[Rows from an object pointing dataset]
::::::
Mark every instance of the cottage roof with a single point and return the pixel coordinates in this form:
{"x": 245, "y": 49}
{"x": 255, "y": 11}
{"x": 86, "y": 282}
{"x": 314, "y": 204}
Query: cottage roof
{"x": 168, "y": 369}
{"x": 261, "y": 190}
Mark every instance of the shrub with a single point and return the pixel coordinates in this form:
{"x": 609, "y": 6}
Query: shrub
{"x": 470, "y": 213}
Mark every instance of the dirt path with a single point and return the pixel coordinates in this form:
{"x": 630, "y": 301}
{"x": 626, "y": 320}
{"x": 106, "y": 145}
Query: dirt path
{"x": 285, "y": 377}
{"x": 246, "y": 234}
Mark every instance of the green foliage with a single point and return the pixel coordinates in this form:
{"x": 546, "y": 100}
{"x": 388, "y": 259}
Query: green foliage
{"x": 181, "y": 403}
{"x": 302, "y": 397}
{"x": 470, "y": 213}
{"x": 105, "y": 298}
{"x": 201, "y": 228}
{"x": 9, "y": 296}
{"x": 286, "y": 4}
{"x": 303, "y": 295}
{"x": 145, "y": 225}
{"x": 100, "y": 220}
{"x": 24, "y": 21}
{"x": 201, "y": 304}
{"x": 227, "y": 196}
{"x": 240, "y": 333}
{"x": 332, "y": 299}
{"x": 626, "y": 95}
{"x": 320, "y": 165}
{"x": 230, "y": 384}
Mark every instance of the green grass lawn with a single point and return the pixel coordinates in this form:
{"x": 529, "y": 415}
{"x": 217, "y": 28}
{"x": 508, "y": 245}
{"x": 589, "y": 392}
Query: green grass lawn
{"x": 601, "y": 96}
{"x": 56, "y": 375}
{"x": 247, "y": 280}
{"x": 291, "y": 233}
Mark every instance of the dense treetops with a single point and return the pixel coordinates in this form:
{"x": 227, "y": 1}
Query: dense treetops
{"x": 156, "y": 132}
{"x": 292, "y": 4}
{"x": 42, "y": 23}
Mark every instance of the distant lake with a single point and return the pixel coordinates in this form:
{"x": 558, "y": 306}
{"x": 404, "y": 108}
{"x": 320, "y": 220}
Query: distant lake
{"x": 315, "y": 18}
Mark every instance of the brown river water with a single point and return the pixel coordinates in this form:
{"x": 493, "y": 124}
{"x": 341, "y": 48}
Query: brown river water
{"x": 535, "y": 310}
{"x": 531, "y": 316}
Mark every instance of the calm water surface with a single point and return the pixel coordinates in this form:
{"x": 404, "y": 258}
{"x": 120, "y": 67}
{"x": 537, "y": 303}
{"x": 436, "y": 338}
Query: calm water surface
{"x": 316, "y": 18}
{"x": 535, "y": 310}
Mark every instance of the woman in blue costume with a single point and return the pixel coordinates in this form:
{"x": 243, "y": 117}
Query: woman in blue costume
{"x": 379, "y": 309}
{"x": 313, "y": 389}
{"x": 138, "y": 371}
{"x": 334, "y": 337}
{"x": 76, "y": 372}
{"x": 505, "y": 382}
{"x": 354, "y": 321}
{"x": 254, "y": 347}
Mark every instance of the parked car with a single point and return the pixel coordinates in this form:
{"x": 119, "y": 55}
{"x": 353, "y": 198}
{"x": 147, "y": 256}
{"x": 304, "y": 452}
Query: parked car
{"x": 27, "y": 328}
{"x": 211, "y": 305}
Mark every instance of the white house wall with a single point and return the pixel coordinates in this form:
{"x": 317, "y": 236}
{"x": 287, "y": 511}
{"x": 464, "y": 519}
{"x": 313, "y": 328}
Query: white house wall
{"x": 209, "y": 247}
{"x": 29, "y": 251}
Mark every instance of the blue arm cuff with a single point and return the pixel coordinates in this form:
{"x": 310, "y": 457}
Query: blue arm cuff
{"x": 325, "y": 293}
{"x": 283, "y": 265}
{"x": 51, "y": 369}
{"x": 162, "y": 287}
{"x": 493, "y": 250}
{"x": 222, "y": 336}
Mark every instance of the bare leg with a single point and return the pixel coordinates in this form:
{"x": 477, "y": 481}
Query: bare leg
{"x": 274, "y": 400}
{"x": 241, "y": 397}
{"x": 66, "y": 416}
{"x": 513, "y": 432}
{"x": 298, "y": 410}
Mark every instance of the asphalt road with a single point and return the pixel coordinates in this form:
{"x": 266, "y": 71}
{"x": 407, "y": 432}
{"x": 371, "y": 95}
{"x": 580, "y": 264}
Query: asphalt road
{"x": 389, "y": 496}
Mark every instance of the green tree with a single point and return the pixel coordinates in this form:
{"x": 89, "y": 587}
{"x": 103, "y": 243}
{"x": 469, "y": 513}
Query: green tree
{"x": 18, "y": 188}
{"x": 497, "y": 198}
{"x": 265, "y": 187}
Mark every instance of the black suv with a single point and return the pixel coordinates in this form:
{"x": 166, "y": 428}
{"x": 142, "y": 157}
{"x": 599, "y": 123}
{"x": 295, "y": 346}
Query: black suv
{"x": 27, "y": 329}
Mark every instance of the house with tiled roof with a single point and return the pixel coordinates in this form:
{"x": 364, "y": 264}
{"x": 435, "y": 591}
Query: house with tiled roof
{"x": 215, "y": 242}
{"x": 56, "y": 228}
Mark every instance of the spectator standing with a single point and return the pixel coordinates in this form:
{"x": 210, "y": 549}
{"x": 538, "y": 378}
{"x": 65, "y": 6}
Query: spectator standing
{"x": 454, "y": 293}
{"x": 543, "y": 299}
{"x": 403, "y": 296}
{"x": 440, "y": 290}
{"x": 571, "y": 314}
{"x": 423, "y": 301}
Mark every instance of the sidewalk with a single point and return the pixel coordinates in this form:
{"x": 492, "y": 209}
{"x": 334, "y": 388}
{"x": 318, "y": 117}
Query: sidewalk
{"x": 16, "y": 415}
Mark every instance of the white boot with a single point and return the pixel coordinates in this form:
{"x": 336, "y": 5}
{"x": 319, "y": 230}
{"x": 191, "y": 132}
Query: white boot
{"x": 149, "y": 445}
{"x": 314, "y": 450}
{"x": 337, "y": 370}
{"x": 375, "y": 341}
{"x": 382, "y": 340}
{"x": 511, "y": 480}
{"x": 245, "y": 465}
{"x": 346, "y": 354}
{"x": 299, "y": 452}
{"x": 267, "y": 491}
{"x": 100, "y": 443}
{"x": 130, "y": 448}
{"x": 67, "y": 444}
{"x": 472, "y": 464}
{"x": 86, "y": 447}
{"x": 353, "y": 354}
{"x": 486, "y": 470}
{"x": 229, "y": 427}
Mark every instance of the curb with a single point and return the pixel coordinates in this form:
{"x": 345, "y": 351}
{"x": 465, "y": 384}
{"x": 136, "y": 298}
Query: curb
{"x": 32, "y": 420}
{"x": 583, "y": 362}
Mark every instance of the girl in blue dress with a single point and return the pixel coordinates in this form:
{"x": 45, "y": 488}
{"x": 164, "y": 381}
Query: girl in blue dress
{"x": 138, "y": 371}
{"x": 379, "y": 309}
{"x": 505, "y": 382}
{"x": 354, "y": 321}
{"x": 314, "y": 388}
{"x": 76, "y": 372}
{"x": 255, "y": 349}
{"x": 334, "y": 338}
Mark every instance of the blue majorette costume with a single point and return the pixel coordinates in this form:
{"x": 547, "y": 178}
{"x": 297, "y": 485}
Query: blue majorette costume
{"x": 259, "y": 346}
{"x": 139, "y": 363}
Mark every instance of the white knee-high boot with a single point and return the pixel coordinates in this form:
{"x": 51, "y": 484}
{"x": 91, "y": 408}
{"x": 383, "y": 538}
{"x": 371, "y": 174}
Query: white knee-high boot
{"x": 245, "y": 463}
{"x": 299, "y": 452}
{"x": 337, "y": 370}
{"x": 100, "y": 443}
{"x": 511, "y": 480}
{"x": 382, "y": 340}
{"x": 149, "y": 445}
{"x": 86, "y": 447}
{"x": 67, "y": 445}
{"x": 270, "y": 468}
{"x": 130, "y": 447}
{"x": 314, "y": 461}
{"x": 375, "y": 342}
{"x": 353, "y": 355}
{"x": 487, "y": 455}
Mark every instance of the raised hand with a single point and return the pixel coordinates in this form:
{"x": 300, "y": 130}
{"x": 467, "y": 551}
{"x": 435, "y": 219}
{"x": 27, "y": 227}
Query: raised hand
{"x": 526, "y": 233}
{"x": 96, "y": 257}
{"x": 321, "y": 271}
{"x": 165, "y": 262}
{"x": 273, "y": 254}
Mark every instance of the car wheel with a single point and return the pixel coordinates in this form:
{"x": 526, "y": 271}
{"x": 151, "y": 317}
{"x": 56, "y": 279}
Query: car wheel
::::::
◆ Task details ◆
Copy the lines of the entries word for word, starting with the line that contains "Mark every instance of the car" and continuing through the end of the entries.

◆ Response ◆
Mark every instance of the car wheel with a single point and return the pixel coordinates in this form:
{"x": 526, "y": 271}
{"x": 151, "y": 317}
{"x": 56, "y": 279}
Query: car wheel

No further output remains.